• **PROBLEM TO WORK ON**: Reproduce the passage from the post on spacefaring society technologies word for word, starting at "Jon Goff starts" and ending at "fed and pressurized.".

───── PROVIDED TEXT

Friday, September 01, 2006

Spacefaring society technologies

Jon Goff relatively recently (over 2 weeks ago?) posted an interesting article listing the various technologies required to make a civilisation spacefaring. I was going to comment on it last week, but I got distracted, and then after that I was on vacation last week at Jeju Island in Korea.
Basically if the technologies listed were developed, it would allow relatively easy transport between the Earth and many locations in the Solar System. In effect, it is the makings of an interplanetary highway system. I love it!
But after reading his article and the subsequent responses and additions I still felt that there was something missing. But then I realized that his proposal is in fact quite comprehensive for what it is intended for - interplanetary travel. But this is only one side of the coin.
Jon Goff starts with a criteria that inteplanetary travel should be able to support at least the population of Tehachapi in order for the operators to qualify as truly spacefaring. I had to use wiki to find out that the population of Tehachapi is about 30,000 including surrounding areas. That's a pretty sizeable population to keep fed and pressurized.
Clearly the inhabitants of such a settlement would not, for the most part, be trading off the cheap real estate against the longer commute to Earth. Telecommuting is probably not a good idea either. The bandwidth might be ok, but the ping times to the company server would be dreadful. No, most of their work will be providing goods and services to one-another.
However the system won't be entirely closed. In order for such a population to thrive, there needs to be something they can barter for necessary supplies. Unless some kind of government subsidies are available for the goods being supplied (in which case is the country providing the subsidies really spacefaring?), the value of the exports should at least match the cost of the supplies, including transportation costs (Some government subsidies for the transportation infrastructure Jon described may be possible given that it will likely also be used by government space agencies and, possibly, military vehicles). It's unlikely, in my opinion, that mining, even rare earth elements, would be worthwhile at first. The exports with the most value for money would be services rather than goods and hardware. I could easily envisage such a community providing valuable scientific research, as well as other privately funded services such as virtual tourism. However would these kind of exports be of sufficient value to supply all the spacesuits, regolith moving equipment, housing components, etc that the settlers will need? I don't think so - in which case the settlers will have to be largely self sufficient, even while gradually expanding the size of the settlement.
Jon touched on this in mentioning ISRU and closing the water cycle, however what the settlers will also clearly need is a set of tools to allow them to be independent with the exception of small, hard to manufacture items. One key item is something that allows them to build custom structures from the available regolith. Think 19th century settler building a log cabin. They may also need to manufacture their own spacesuits, which may be quite crudely made at first and/or robotic equipment, and will require food production (farming) equipment, not to mention furniture, plumbing and other items to make the settlement reasonably liveable.
For a population to reach 30,000 in a space settlement, they would probably already have to have all the above capability, therefore these technologies would be required not just to maintain the settlement at that population, but to enable it to grow to 30,000 people in the first place.

──────────
───── DATA PROVIDED

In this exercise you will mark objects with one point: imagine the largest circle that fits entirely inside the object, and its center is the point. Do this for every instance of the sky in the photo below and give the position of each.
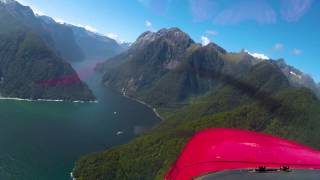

──────────

• **EXERCISE OUTPUT**:
Jon Goff starts with a criteria that inteplanetary travel should be able to support at least the population of Tehachapi in order for the operators to qualify as truly spacefaring. I had to use wiki to find out that the population of Tehachapi is about 30,000 including surrounding areas. That's a pretty sizeable population to keep fed and pressurized.